#### [Arbeitsanweisung]
Überarbeite die folgenden Daten vollständig, indem du jedes Vorkommen von „species-count log“ durch „object-count log“ ersetzt und alles andere unverändert lässt. Die Bilder sollen in deiner Antwort nicht erscheinen.

#### [Bereitgestellte Daten]
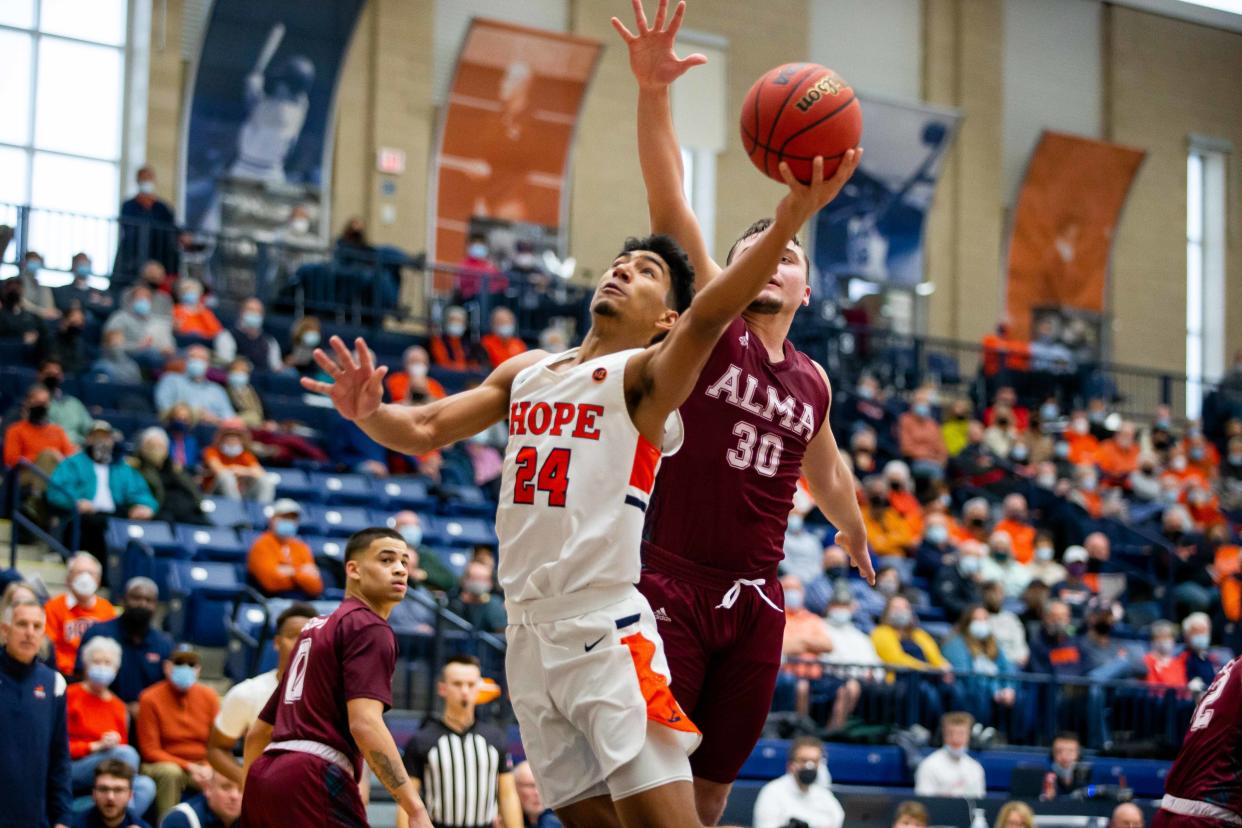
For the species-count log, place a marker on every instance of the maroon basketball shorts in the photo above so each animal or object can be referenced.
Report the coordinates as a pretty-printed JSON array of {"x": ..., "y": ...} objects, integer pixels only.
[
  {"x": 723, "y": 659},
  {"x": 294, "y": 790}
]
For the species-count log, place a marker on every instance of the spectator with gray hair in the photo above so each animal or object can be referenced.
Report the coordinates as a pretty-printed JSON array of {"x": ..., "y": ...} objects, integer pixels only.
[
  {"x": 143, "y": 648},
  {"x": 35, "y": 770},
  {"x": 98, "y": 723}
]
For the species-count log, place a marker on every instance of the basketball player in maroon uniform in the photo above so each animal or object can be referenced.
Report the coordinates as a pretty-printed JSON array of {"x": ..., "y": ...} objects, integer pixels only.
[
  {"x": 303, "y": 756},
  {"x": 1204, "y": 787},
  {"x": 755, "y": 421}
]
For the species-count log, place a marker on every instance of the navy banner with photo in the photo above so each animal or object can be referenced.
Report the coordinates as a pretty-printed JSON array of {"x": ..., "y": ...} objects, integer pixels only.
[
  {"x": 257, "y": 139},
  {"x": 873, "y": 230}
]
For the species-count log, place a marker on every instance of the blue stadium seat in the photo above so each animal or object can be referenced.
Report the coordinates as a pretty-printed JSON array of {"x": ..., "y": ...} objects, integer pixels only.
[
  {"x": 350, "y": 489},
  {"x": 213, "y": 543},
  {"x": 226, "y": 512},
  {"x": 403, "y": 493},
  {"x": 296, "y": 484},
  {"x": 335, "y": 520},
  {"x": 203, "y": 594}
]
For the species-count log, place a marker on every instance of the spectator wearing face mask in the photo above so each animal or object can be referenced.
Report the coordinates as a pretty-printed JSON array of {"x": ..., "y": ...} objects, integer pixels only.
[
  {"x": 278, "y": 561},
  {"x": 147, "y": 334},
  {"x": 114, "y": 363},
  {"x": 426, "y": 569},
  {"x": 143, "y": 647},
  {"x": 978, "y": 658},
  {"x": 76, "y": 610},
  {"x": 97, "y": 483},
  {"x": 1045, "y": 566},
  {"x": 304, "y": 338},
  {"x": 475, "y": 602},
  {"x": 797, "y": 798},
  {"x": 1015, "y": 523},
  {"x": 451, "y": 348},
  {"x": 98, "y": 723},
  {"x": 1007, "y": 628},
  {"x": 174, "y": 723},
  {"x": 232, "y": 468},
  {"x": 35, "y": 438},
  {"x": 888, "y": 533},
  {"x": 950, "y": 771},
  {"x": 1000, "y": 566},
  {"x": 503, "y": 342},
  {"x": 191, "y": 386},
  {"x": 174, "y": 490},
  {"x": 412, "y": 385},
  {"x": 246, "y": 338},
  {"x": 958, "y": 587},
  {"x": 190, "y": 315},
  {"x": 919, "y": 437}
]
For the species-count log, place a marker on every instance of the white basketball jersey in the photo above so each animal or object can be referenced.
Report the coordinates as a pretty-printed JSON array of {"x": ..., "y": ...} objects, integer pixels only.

#### [Lösung der Aufgabe]
For the object-count log, place a marker on every instance of the maroon basketball shorts in the photo above so each animal or object can be referenced.
Report the coordinates as a pretty-printed JSON array of {"x": ..., "y": ...} objects, integer pixels only.
[
  {"x": 723, "y": 659},
  {"x": 294, "y": 790}
]
For the object-count log, place a marker on every instance of the spectator with gray hair in the photo above so each animal or object can be referenced.
Report the coordinates as a pretty-printed JSON array of {"x": ..., "y": ...} objects, integer pixels only.
[
  {"x": 143, "y": 648},
  {"x": 35, "y": 770},
  {"x": 98, "y": 723}
]
For the object-count log, place a marker on every instance of the basketball player in maroon uniform in the photo above so each animal or object can be referenced.
Report the coordinates as a pretty-printed JSON array of {"x": ..., "y": ...} objects, integer pixels only.
[
  {"x": 303, "y": 756},
  {"x": 1204, "y": 787},
  {"x": 755, "y": 421}
]
For the object-count log, place a marker on every instance of the navy banner with photo in the photo above so each animal or object can be referenced.
Report the coordinates as a pretty-printed JSON array of {"x": ..., "y": ...} objects, integer pixels only.
[
  {"x": 257, "y": 139},
  {"x": 873, "y": 230}
]
For the object-count log, place a marker on every instance of the blue stadium seat in the photo above so each animal or object can be referenced.
Report the coordinates as a pretty-printed JSON array of {"x": ..., "y": ...} objects, integer pixels only.
[
  {"x": 350, "y": 489},
  {"x": 213, "y": 543},
  {"x": 226, "y": 512},
  {"x": 403, "y": 493},
  {"x": 296, "y": 484},
  {"x": 335, "y": 520},
  {"x": 203, "y": 594}
]
For the object-count log, place a marker on every instance of the spectator wearing face mask in the photo above so each animal or object can be referenced.
Report the coordinates as a pretty-printed JSON array of {"x": ..., "y": ...} objects, integer pixels only.
[
  {"x": 278, "y": 561},
  {"x": 147, "y": 334},
  {"x": 114, "y": 363},
  {"x": 426, "y": 569},
  {"x": 143, "y": 647},
  {"x": 978, "y": 658},
  {"x": 76, "y": 610},
  {"x": 97, "y": 483},
  {"x": 1045, "y": 566},
  {"x": 304, "y": 338},
  {"x": 475, "y": 602},
  {"x": 797, "y": 798},
  {"x": 1015, "y": 523},
  {"x": 451, "y": 348},
  {"x": 98, "y": 723},
  {"x": 1007, "y": 628},
  {"x": 174, "y": 723},
  {"x": 232, "y": 468},
  {"x": 35, "y": 438},
  {"x": 888, "y": 533},
  {"x": 950, "y": 771},
  {"x": 1000, "y": 566},
  {"x": 503, "y": 342},
  {"x": 191, "y": 386},
  {"x": 174, "y": 490},
  {"x": 412, "y": 385},
  {"x": 246, "y": 338},
  {"x": 958, "y": 587},
  {"x": 190, "y": 315},
  {"x": 919, "y": 437}
]
For the object-count log, place a marker on every instance of the white basketball jersey in the photo above so each animal or object can be referenced.
Report the coordinates as a pretty-printed JSON array of {"x": ..., "y": ...} objects, integer pixels only.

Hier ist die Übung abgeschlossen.